___ WORKING DATA

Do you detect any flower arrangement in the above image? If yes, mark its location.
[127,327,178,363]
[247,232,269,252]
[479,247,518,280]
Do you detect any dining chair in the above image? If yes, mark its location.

______

__GIVEN PROBLEM__. Write out every line of the listing above again, requests included, and shift each bounding-box coordinate in the answers up by 115.

__WRITTEN REPLY__.
Do you detect any flower arrangement in the above image? If yes, mark its location.
[242,442,293,478]
[362,347,384,367]
[594,362,633,395]
Do you detect any dining chair in the above image? If yes, mark its location.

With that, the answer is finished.